(Point-per-instance localization data)

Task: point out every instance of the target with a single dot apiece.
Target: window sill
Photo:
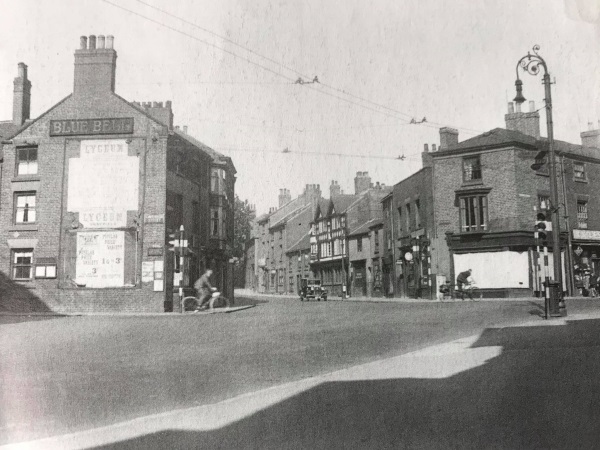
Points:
(32, 227)
(468, 233)
(19, 178)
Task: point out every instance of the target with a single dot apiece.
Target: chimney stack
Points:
(95, 68)
(526, 123)
(334, 189)
(21, 96)
(362, 182)
(591, 138)
(284, 197)
(448, 138)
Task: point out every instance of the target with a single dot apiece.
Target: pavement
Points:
(532, 384)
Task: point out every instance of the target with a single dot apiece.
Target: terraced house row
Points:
(93, 191)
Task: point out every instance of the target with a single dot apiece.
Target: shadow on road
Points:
(542, 391)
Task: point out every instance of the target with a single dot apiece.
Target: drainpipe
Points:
(569, 256)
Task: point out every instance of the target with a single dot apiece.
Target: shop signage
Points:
(590, 235)
(100, 259)
(122, 125)
(154, 218)
(103, 183)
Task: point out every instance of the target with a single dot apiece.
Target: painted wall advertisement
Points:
(103, 183)
(100, 259)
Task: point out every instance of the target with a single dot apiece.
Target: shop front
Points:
(586, 260)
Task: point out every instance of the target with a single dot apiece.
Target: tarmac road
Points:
(68, 375)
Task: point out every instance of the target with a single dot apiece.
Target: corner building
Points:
(91, 191)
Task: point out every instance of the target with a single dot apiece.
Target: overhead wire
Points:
(396, 112)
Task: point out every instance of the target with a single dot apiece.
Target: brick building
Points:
(485, 192)
(90, 192)
(337, 220)
(411, 248)
(276, 233)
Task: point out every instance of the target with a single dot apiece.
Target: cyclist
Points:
(204, 289)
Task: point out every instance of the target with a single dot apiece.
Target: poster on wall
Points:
(103, 183)
(100, 259)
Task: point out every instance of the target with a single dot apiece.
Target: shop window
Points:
(25, 204)
(473, 213)
(27, 163)
(471, 168)
(579, 171)
(582, 214)
(22, 266)
(400, 223)
(214, 221)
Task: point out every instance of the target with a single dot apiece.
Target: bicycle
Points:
(468, 290)
(190, 303)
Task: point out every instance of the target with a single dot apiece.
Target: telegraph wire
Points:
(198, 39)
(243, 58)
(396, 112)
(286, 150)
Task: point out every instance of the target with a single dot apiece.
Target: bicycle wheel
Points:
(190, 303)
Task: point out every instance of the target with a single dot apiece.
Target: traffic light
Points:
(540, 227)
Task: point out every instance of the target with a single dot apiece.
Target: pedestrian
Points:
(204, 289)
(463, 279)
(594, 285)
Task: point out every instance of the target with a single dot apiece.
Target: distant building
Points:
(411, 249)
(486, 198)
(277, 232)
(91, 192)
(334, 223)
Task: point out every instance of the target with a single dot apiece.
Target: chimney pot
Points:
(22, 71)
(448, 137)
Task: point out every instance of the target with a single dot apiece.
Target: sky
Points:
(230, 67)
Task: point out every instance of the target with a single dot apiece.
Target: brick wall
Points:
(148, 142)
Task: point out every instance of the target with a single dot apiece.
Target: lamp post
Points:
(531, 64)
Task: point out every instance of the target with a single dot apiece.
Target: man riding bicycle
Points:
(204, 289)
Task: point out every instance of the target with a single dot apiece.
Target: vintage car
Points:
(312, 290)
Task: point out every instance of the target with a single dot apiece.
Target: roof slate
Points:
(502, 136)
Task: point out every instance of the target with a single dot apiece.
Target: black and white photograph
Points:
(309, 224)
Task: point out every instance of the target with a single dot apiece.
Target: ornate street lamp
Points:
(531, 64)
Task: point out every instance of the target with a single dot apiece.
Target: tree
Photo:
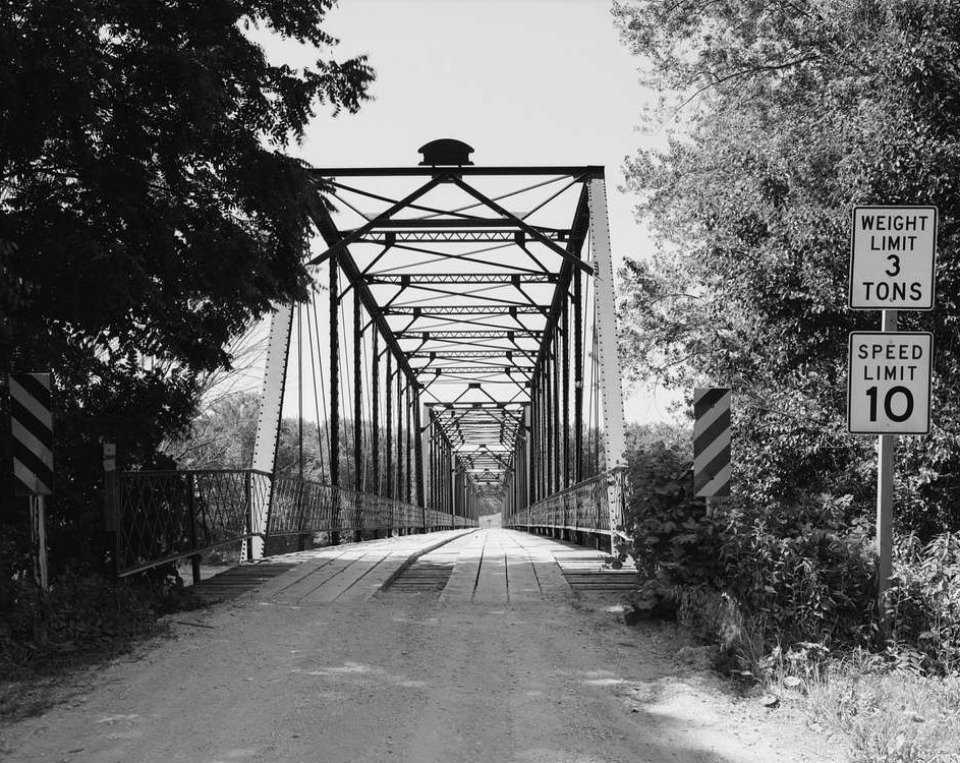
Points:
(147, 208)
(794, 112)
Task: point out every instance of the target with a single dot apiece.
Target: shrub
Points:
(925, 601)
(753, 578)
(82, 612)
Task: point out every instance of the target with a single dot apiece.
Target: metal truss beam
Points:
(469, 335)
(383, 238)
(583, 173)
(437, 226)
(414, 280)
(426, 312)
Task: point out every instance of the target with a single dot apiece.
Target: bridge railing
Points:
(302, 506)
(583, 507)
(163, 516)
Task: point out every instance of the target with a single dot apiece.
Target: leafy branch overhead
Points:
(143, 179)
(787, 114)
(148, 210)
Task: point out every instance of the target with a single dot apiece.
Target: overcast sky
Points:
(522, 81)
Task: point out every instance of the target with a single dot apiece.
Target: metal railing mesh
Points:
(162, 516)
(583, 506)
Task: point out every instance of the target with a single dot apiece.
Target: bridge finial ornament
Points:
(447, 152)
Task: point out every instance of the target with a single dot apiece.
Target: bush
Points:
(755, 579)
(82, 612)
(925, 601)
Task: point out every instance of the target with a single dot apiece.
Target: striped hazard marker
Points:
(711, 442)
(32, 423)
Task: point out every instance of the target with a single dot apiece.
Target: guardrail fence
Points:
(163, 516)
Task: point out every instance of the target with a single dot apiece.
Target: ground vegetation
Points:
(786, 115)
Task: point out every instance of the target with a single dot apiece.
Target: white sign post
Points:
(892, 260)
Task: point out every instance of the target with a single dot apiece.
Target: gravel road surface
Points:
(466, 673)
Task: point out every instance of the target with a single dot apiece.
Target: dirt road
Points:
(544, 676)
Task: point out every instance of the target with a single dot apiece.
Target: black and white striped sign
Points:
(32, 423)
(711, 442)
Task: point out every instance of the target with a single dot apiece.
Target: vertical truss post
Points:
(418, 447)
(375, 391)
(550, 379)
(526, 488)
(399, 444)
(555, 414)
(388, 478)
(409, 485)
(530, 419)
(578, 377)
(358, 463)
(268, 421)
(611, 391)
(358, 470)
(565, 377)
(334, 424)
(433, 442)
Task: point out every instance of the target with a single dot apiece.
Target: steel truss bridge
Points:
(456, 346)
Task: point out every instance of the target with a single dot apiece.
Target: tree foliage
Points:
(792, 113)
(148, 211)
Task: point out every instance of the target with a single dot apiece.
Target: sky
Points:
(524, 82)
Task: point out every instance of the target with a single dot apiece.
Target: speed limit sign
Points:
(888, 389)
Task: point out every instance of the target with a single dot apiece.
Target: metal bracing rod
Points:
(348, 238)
(612, 392)
(581, 225)
(477, 294)
(269, 421)
(334, 372)
(577, 332)
(324, 223)
(443, 324)
(471, 257)
(386, 248)
(384, 222)
(546, 201)
(375, 391)
(506, 352)
(453, 236)
(509, 334)
(513, 308)
(565, 406)
(358, 470)
(528, 229)
(414, 281)
(388, 481)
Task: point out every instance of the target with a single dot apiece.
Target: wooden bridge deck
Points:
(486, 566)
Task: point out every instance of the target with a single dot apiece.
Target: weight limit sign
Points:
(888, 390)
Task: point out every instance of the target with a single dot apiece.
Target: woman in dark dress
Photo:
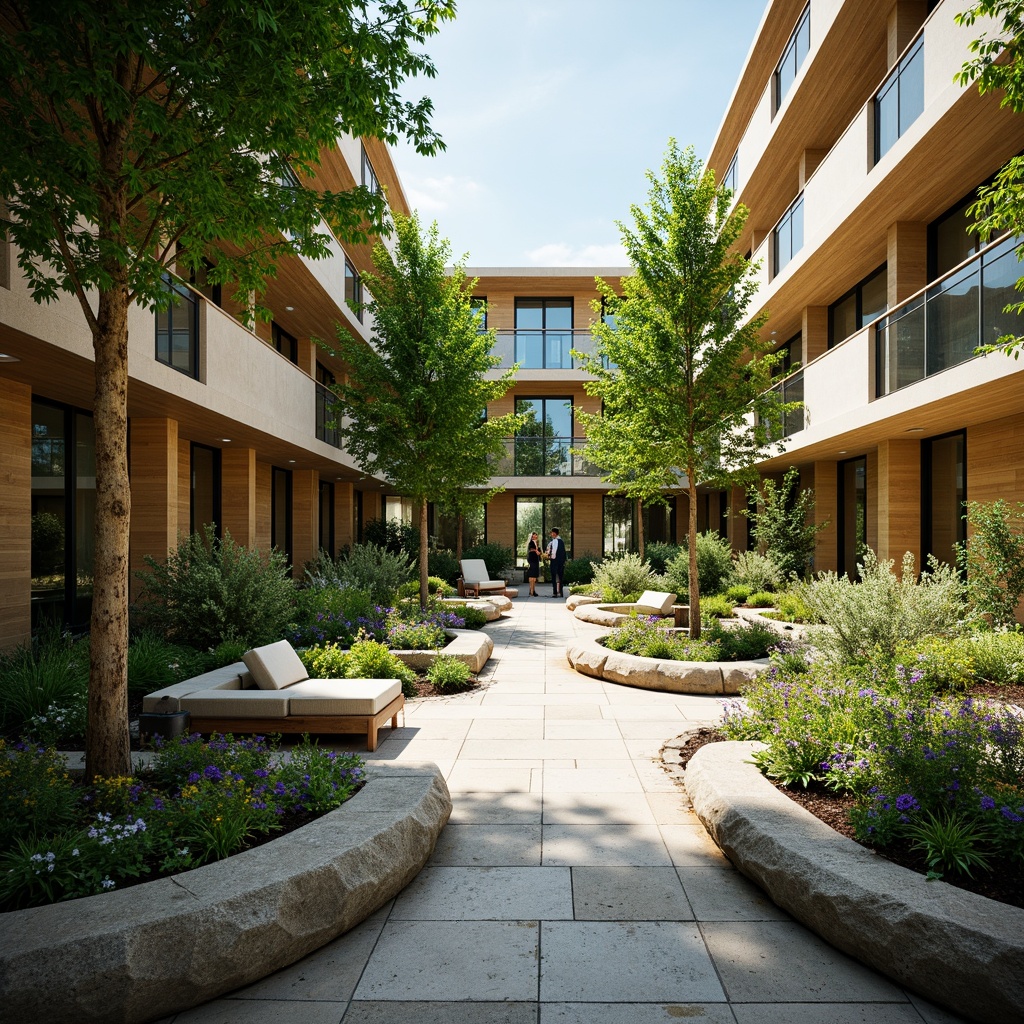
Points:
(534, 557)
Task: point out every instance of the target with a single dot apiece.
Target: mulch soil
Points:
(1004, 884)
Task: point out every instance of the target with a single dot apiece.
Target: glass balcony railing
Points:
(942, 327)
(543, 457)
(326, 417)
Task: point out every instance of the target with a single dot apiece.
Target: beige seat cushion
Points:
(341, 696)
(653, 602)
(229, 677)
(236, 704)
(274, 666)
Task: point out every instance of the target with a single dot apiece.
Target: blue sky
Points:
(553, 110)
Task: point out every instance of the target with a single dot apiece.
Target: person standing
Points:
(534, 558)
(556, 552)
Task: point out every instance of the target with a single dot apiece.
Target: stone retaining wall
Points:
(163, 946)
(952, 946)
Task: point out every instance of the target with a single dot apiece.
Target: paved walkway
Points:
(573, 884)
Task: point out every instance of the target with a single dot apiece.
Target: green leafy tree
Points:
(415, 399)
(997, 66)
(143, 137)
(684, 363)
(783, 523)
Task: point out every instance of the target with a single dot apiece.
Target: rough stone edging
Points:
(952, 946)
(471, 646)
(720, 678)
(163, 946)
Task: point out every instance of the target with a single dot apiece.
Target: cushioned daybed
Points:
(270, 691)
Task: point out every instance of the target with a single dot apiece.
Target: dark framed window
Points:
(544, 334)
(281, 511)
(64, 514)
(900, 100)
(793, 57)
(543, 443)
(353, 290)
(284, 342)
(943, 495)
(204, 488)
(367, 172)
(540, 514)
(866, 301)
(852, 518)
(177, 330)
(787, 236)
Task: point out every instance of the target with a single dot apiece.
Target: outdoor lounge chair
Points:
(475, 582)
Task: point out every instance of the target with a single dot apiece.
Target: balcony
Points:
(942, 326)
(543, 457)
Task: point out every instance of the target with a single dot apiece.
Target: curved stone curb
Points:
(164, 946)
(950, 945)
(720, 678)
(471, 646)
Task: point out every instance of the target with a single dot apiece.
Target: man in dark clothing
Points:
(556, 552)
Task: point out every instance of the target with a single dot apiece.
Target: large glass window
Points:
(544, 334)
(543, 442)
(787, 238)
(619, 521)
(944, 487)
(541, 514)
(852, 513)
(64, 514)
(900, 100)
(177, 330)
(863, 303)
(793, 56)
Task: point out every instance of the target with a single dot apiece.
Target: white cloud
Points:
(560, 254)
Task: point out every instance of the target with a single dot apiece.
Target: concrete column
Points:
(899, 500)
(15, 512)
(238, 495)
(907, 260)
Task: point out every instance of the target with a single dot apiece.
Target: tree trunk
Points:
(694, 586)
(107, 744)
(424, 567)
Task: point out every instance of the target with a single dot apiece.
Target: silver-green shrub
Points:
(871, 619)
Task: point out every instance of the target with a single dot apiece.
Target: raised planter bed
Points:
(163, 946)
(591, 658)
(952, 946)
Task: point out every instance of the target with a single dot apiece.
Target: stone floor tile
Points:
(723, 894)
(782, 962)
(825, 1013)
(634, 1013)
(491, 845)
(596, 809)
(586, 845)
(629, 893)
(486, 894)
(479, 961)
(497, 808)
(441, 1013)
(330, 973)
(602, 961)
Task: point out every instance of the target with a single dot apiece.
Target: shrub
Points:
(993, 558)
(714, 566)
(871, 619)
(376, 570)
(617, 578)
(496, 556)
(759, 572)
(370, 659)
(449, 675)
(659, 553)
(211, 589)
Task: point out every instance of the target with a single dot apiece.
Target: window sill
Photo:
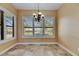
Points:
(6, 40)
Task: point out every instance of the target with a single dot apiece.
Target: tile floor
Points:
(36, 50)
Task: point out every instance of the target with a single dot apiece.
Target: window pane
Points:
(49, 32)
(28, 31)
(38, 24)
(28, 21)
(38, 32)
(49, 21)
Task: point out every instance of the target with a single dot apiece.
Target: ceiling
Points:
(34, 6)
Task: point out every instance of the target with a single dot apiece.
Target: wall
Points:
(68, 31)
(30, 12)
(10, 8)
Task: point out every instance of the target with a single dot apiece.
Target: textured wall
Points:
(68, 16)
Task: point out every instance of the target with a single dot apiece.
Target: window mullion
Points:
(43, 26)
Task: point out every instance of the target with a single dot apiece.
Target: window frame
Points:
(37, 27)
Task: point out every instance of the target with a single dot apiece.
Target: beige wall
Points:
(30, 12)
(10, 8)
(69, 26)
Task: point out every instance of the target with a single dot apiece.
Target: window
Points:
(1, 25)
(9, 23)
(44, 28)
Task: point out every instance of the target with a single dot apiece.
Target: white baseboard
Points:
(67, 49)
(38, 43)
(7, 49)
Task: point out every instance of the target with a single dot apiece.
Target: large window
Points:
(44, 28)
(9, 24)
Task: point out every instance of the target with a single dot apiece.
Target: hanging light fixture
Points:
(39, 16)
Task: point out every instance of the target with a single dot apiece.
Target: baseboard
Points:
(67, 50)
(38, 43)
(7, 49)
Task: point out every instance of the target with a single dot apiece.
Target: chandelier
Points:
(38, 16)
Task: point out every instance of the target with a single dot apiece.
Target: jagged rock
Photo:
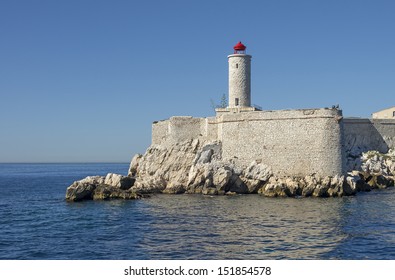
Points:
(174, 189)
(197, 167)
(236, 185)
(119, 181)
(104, 191)
(80, 191)
(209, 191)
(221, 178)
(99, 187)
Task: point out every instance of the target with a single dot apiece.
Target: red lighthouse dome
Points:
(239, 47)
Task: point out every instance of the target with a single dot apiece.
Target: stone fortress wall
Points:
(361, 135)
(292, 142)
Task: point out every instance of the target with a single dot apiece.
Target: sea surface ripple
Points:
(37, 223)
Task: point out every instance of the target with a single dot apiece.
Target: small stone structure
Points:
(388, 113)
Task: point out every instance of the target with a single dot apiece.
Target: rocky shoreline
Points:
(197, 167)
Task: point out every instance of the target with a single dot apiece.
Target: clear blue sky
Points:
(82, 81)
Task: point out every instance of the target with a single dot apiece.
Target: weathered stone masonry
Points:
(292, 142)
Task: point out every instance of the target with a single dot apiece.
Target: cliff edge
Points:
(196, 166)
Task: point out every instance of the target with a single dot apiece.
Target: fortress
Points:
(244, 149)
(292, 142)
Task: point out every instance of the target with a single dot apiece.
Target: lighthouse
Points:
(239, 78)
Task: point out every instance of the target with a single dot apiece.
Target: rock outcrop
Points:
(99, 188)
(197, 167)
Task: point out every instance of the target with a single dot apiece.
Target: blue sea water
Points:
(37, 223)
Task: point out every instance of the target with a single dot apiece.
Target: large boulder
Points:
(99, 187)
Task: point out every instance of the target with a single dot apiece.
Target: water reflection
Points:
(242, 227)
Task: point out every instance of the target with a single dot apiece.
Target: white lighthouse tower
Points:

_Exercise_
Answer with one number, namely the count of lines in the entries that include the word "black".

_Solution to this task_
2